> _EXERCISE DIRECTIONS_
Copy the data below exactly.

── SOURCE DATA

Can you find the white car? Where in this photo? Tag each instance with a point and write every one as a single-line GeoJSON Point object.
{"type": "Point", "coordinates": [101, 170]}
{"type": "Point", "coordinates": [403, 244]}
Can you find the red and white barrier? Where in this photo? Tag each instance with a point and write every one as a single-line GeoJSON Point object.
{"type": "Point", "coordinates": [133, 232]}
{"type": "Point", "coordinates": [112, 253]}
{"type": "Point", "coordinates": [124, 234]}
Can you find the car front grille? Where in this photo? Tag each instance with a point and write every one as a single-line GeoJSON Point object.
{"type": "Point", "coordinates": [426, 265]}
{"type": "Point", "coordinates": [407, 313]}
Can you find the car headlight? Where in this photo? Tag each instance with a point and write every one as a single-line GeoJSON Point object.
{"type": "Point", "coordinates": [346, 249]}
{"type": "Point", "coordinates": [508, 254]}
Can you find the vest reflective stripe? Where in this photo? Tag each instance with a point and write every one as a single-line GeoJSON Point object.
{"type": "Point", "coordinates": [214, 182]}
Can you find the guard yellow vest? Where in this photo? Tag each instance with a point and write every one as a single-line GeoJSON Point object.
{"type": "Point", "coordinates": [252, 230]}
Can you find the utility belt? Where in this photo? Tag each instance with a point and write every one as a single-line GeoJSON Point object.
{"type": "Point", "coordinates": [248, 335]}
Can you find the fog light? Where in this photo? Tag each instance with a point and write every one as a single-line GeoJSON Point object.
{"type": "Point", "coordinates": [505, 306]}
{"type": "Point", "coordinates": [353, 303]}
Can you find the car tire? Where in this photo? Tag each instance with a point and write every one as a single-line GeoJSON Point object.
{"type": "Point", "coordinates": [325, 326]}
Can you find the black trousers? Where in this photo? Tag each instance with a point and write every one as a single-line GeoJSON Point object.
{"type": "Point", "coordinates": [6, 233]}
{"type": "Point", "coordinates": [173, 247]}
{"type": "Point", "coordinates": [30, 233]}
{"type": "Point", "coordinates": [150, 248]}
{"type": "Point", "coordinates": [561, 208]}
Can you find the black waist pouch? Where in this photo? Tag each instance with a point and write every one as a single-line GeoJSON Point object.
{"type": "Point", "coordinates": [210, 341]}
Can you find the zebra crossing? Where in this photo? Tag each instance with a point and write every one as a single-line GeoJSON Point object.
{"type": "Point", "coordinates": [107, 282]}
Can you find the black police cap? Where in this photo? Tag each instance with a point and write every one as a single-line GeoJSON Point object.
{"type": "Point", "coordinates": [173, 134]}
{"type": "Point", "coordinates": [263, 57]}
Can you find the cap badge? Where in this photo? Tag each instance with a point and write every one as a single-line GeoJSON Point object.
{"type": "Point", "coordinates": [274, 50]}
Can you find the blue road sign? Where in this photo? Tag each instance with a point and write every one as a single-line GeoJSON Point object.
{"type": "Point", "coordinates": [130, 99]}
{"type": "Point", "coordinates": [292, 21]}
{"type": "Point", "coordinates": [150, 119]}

────

> _SOLVED PROBLEM_
Can you find the white car? Where in this photo? Tag each instance with a point and write every one as a single-line GeoJSON Point object.
{"type": "Point", "coordinates": [101, 170]}
{"type": "Point", "coordinates": [403, 244]}
Can you find the red and white barrier? Where in this photo? Tag each instance with a point and write every one as a single-line GeoJSON Point object.
{"type": "Point", "coordinates": [133, 232]}
{"type": "Point", "coordinates": [112, 253]}
{"type": "Point", "coordinates": [124, 234]}
Can you find the car front grille? Where in this photo? Tag each instance with a point and write every one as a single-line GeoJSON Point object.
{"type": "Point", "coordinates": [426, 265]}
{"type": "Point", "coordinates": [407, 313]}
Can you find the car headlight? Where in this photo? Tag each instance with a point and write every one as a single-line GeoJSON Point object.
{"type": "Point", "coordinates": [346, 249]}
{"type": "Point", "coordinates": [508, 254]}
Can you find the vest reflective stripe? Where in this photo? Tag each instance with a point and write every one as a single-line GeoJSON Point object.
{"type": "Point", "coordinates": [214, 182]}
Can you find the guard yellow vest? Where in this photo? Tag each instance with a point and write every one as a single-line GeoJSON Point object.
{"type": "Point", "coordinates": [252, 230]}
Can you find the utility belt? Where in this photo? Tag each instance with a point and write every one as a single-line GeoJSON Point object.
{"type": "Point", "coordinates": [248, 335]}
Can you find the fog light? Where in this photo? Tag each instance with a point and write every one as a single-line GeoJSON Point object.
{"type": "Point", "coordinates": [505, 306]}
{"type": "Point", "coordinates": [353, 303]}
Can you find the car tire? Where in this photo? Tag each instance with a point and write every one as a single-line GeoJSON Point object.
{"type": "Point", "coordinates": [325, 326]}
Can you find the black trousers? Where in this photo? Tag each instance with a point and write every one as a single-line GeoJSON Point object.
{"type": "Point", "coordinates": [6, 233]}
{"type": "Point", "coordinates": [173, 247]}
{"type": "Point", "coordinates": [30, 233]}
{"type": "Point", "coordinates": [150, 248]}
{"type": "Point", "coordinates": [561, 208]}
Can you find the black waist pouch? Where in this photo? Tag each instance with a point and write every one as a single-line GeoJSON Point object.
{"type": "Point", "coordinates": [210, 341]}
Can you find the zebra crossing? Where in this photo? Tag each instance with a point and write every one as a single-line GeoJSON Point object.
{"type": "Point", "coordinates": [107, 282]}
Can you find the black police cap? Where in this photo? Tag each instance with a point and write every one as a single-line GeoJSON Point object.
{"type": "Point", "coordinates": [173, 134]}
{"type": "Point", "coordinates": [263, 57]}
Can you find the cap badge? Where in this photo? Tag each instance with a point and write every one as a single-line GeoJSON Point object.
{"type": "Point", "coordinates": [274, 50]}
Can you find the blue road sign? Where in this photo? Tag each instance with a point and write every one as a single-line GeoJSON Point object.
{"type": "Point", "coordinates": [130, 99]}
{"type": "Point", "coordinates": [292, 21]}
{"type": "Point", "coordinates": [150, 119]}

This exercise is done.